:: DESCRIPTION OF THE TASK ::
Rewrite all of the material that follows, changing "marker" to "dot" everywhere and keeping everything else the same. Omit the pictures from your answer.

:: EXERCISE INPUT ::
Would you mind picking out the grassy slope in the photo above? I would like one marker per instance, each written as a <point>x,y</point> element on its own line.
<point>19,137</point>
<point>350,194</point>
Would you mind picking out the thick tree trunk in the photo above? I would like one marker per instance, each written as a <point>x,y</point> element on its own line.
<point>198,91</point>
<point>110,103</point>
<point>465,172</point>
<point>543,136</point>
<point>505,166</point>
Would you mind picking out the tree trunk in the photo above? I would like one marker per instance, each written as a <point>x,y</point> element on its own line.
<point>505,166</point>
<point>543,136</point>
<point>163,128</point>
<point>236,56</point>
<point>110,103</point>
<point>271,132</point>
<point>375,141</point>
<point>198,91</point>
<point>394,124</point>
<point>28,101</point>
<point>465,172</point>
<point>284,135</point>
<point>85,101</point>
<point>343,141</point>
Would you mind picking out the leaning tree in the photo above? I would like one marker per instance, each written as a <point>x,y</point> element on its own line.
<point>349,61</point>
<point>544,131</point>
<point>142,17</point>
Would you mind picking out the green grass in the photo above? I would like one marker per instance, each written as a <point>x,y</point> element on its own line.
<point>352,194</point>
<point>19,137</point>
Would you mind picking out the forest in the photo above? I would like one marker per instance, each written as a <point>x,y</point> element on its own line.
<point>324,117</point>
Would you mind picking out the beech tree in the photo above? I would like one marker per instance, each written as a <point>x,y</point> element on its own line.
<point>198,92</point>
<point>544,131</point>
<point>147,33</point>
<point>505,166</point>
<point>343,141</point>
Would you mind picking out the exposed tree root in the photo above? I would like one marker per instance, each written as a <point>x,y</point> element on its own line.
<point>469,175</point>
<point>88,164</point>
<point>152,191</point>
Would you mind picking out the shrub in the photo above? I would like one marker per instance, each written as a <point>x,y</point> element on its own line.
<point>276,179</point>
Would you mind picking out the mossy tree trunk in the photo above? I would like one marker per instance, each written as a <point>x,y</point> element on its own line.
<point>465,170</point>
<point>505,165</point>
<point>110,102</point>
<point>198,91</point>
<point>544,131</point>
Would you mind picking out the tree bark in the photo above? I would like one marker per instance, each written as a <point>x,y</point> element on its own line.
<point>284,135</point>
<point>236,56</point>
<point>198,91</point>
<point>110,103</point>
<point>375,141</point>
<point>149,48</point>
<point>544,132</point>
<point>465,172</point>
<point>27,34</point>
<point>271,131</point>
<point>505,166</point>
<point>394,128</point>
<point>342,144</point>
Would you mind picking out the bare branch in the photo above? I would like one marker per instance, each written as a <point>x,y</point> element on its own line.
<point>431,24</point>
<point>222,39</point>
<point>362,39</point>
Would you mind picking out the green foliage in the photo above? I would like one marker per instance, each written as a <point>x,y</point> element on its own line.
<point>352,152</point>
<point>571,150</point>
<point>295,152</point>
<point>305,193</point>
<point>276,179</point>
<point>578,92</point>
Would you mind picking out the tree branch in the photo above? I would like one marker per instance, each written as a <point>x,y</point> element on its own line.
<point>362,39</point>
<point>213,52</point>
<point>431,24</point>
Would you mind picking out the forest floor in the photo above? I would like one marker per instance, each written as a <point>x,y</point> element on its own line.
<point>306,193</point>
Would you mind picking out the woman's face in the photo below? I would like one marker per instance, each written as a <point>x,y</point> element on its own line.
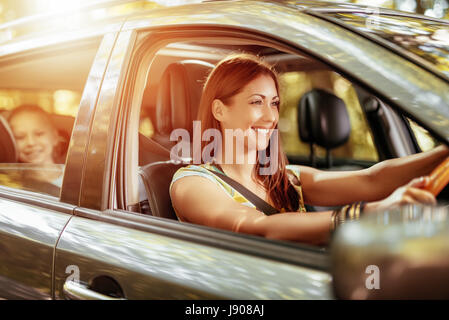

:: SOLUTION BELOW ::
Would you mind picking out the grassy slope in the photo above? I would like one dot per instance, each written as a <point>x,y</point> element on its own line.
<point>19,137</point>
<point>350,194</point>
Would you mind picking out the thick tree trunk in the photo above? I would like one dot per instance, each written as a <point>x,y</point> element on its own line.
<point>198,91</point>
<point>110,103</point>
<point>465,172</point>
<point>543,136</point>
<point>505,166</point>
Would you mind picking out the tree trunk in the photo above? I would like one dot per instance, each written as a <point>x,y</point> element on its own line.
<point>505,166</point>
<point>543,136</point>
<point>163,128</point>
<point>236,56</point>
<point>110,103</point>
<point>271,132</point>
<point>375,141</point>
<point>198,91</point>
<point>394,124</point>
<point>28,101</point>
<point>465,172</point>
<point>284,135</point>
<point>85,101</point>
<point>343,141</point>
Would you mind picking out the leaning tree in the photo above? I would like one dot per instance, each written as a <point>x,y</point> element on its own line.
<point>349,61</point>
<point>544,131</point>
<point>142,17</point>
Would you mind picking out the green grass in the photo above? I would like one dot per instance, each written as a <point>x,y</point> element on its own line.
<point>352,194</point>
<point>19,137</point>
Would you mind picking out the forest in the photo above? I would like one dot per instance, each written as a <point>x,y</point> element on its own line.
<point>324,117</point>
Would you mind picking out the beech tree in the photo above? I would like one dot per instance, each written as a <point>x,y</point> element on its own line.
<point>198,92</point>
<point>544,131</point>
<point>147,33</point>
<point>505,166</point>
<point>343,141</point>
Would you mind picking out the exposed tree root in the photo above? I would like one dot per instance, each written as a <point>x,y</point> element on its own line.
<point>469,175</point>
<point>88,164</point>
<point>152,191</point>
Would you mind picking out the shrub in the photo above? I would like one dot per instance, each written as a <point>x,y</point> element on its own line.
<point>276,179</point>
Would you mind picking out the mossy tree trunk in the photo above? I would like one dot per instance, each written as a <point>x,y</point> element on its own line.
<point>465,170</point>
<point>505,165</point>
<point>110,102</point>
<point>198,91</point>
<point>544,131</point>
Would you mind picking out the tree bark in the photo above? I would like one dot per instance, each written as a <point>x,y</point> element on its own line.
<point>284,135</point>
<point>236,56</point>
<point>198,91</point>
<point>110,103</point>
<point>375,141</point>
<point>149,48</point>
<point>544,132</point>
<point>465,172</point>
<point>27,34</point>
<point>271,131</point>
<point>505,166</point>
<point>394,128</point>
<point>342,144</point>
Would you mind picking out the bare branch in the photo above? I would like one dot per instance, each written as a <point>x,y</point> element on its own line.
<point>431,24</point>
<point>222,39</point>
<point>362,39</point>
Would you mind picking out the green foliage in the photo above? I would like one dot per instance, each written as a <point>x,y</point> element on its own line.
<point>352,152</point>
<point>571,150</point>
<point>295,152</point>
<point>305,193</point>
<point>276,179</point>
<point>578,92</point>
Would you mind picking out the tree branch in the photo above? I would like one dot per instance, each written as a <point>x,y</point> element on its own line.
<point>362,39</point>
<point>213,52</point>
<point>431,24</point>
Would you mind picking out the forest floor in the photo above? I would like one dot per instance, each written as a <point>x,y</point> element on its own line.
<point>306,193</point>
Would you mind picking out the woman's face in the photo below? I would like one dot per instance, each written as a <point>x,y</point> element on its own line.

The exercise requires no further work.